Home’s namesakes moved from home to caves during Siege
Published 2:04 pm Monday, November 9, 2020
The Futrell House, a Greek Revival house, was designed by R. Baptist McCombs, an architect from Tennessee, in 1836 for Robert Warren. Warren sold it to Robert Muir, who owned a number of dry goods businesses in Vicksburg, in that same year.
In 1852, Ransom Augustus Futrell, a riverboat pilot and a son-in-law of McCombs, bought the house for his wife, Mary, and their 10 children. McCombs also lived in the house.
Futrell was born in Warren County in 1819 and was licensed as a pilot for the Confederate government in 1861.
During the Siege of Vicksburg, the family moved into a cave on the east side of the house.
When the house was commandeered by the Union Army following the siege, the family moved to Ballground Plantation, north of the city. The house was occupied by Maj. David S. Tallerday, a naval commander and his troops camped in the yard.
In 1863, an epidemic of Typhoid Fever broke out killing a number of soldiers, who were buried in the yard of the house. The bodies were moved to the National Cemetery in Vicksburg after the war.
The disease also decimated the Futrell family, killing all but Mary, Sallie and Charles.
After the war, the Futrells continued to live in the house. Sallie married Daniel F. Cathell and they had one child, Leila. Cathell died of “congestive fever” on July 14, 1875, and Sallie later married Peter Miller.
Charles died at the house on April 25, 1881, of “hemorrhage of the lungs.”

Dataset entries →
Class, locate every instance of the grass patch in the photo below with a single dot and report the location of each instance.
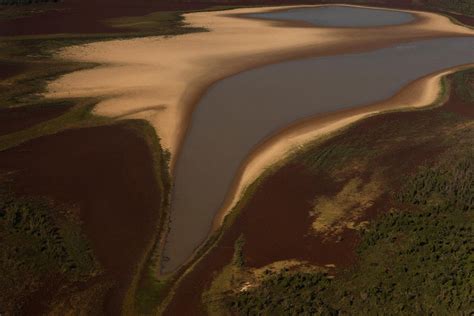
(414, 259)
(41, 243)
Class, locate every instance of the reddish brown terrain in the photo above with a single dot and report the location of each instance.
(274, 221)
(108, 173)
(16, 119)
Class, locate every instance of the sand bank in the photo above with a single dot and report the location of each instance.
(160, 79)
(420, 93)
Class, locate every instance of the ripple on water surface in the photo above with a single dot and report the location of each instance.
(339, 16)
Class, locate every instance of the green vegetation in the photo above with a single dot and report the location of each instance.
(34, 54)
(41, 243)
(465, 7)
(414, 259)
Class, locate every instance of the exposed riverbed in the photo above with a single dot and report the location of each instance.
(238, 113)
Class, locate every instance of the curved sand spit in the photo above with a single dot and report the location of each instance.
(160, 79)
(420, 93)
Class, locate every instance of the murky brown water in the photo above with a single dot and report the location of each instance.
(238, 113)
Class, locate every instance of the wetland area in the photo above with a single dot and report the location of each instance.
(200, 159)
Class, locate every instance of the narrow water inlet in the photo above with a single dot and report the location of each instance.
(339, 16)
(237, 113)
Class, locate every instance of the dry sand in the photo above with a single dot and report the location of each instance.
(160, 79)
(420, 93)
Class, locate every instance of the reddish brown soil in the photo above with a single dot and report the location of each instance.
(85, 16)
(8, 70)
(276, 224)
(108, 173)
(275, 221)
(16, 119)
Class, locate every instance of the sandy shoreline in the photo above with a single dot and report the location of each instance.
(420, 93)
(161, 79)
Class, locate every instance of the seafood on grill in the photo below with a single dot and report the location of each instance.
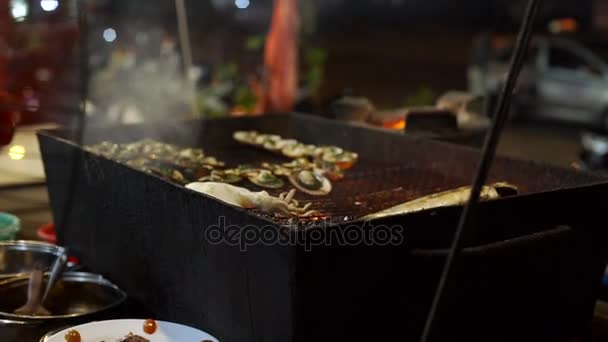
(311, 182)
(446, 198)
(266, 179)
(294, 149)
(181, 165)
(283, 206)
(229, 176)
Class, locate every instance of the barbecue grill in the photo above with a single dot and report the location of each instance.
(532, 271)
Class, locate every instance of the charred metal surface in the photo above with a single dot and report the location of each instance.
(149, 237)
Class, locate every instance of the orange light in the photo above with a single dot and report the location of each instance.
(396, 125)
(565, 25)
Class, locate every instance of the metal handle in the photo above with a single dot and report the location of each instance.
(54, 273)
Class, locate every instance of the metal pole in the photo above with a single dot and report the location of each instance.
(184, 42)
(488, 153)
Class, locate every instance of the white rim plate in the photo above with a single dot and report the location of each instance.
(115, 330)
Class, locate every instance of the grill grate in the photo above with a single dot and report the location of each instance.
(366, 188)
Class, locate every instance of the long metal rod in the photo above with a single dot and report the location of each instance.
(488, 153)
(186, 48)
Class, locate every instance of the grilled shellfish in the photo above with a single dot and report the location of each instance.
(266, 179)
(311, 182)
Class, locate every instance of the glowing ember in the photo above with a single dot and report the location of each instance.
(396, 125)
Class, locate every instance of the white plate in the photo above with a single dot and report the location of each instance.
(115, 330)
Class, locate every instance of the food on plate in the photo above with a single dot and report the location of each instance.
(447, 198)
(134, 338)
(72, 336)
(150, 326)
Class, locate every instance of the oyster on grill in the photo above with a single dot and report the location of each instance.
(245, 137)
(224, 176)
(330, 170)
(311, 182)
(344, 159)
(266, 179)
(298, 150)
(283, 206)
(276, 145)
(447, 198)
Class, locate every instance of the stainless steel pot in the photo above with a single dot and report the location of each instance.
(76, 295)
(17, 258)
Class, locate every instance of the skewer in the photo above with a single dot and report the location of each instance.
(487, 157)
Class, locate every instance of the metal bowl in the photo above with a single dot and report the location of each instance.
(75, 295)
(17, 258)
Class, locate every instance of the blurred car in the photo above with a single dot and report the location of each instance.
(561, 79)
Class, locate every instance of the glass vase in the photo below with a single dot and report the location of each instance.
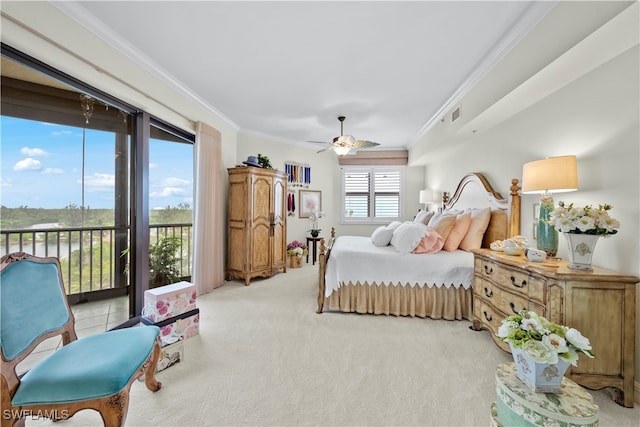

Assignment →
Reproduce the Futrell House article in full, word for word, from its headline to its final sentence. You can set the items aside; they aren't needed.

Result of the task →
Home’s namesakes moved from home to caves during Siege
Published 2:04 pm Monday, November 9, 2020
The Futrell House, a Greek Revival house, was designed by R. Baptist McCombs, an architect from Tennessee, in 1836 for Robert Warren. Warren sold it to Robert Muir, who owned a number of dry goods businesses in Vicksburg, in that same year.
In 1852, Ransom Augustus Futrell, a riverboat pilot and a son-in-law of McCombs, bought the house for his wife, Mary, and their 10 children. McCombs also lived in the house.
Futrell was born in Warren County in 1819 and was licensed as a pilot for the Confederate government in 1861.
During the Siege of Vicksburg, the family moved into a cave on the east side of the house.
When the house was commandeered by the Union Army following the siege, the family moved to Ballground Plantation, north of the city. The house was occupied by Maj. David S. Tallerday, a naval commander and his troops camped in the yard.
In 1863, an epidemic of Typhoid Fever broke out killing a number of soldiers, who were buried in the yard of the house. The bodies were moved to the National Cemetery in Vicksburg after the war.
The disease also decimated the Futrell family, killing all but Mary, Sallie and Charles.
After the war, the Futrells continued to live in the house. Sallie married Daniel F. Cathell and they had one child, Leila. Cathell died of “congestive fever” on July 14, 1875, and Sallie later married Peter Miller.
Charles died at the house on April 25, 1881, of “hemorrhage of the lungs.”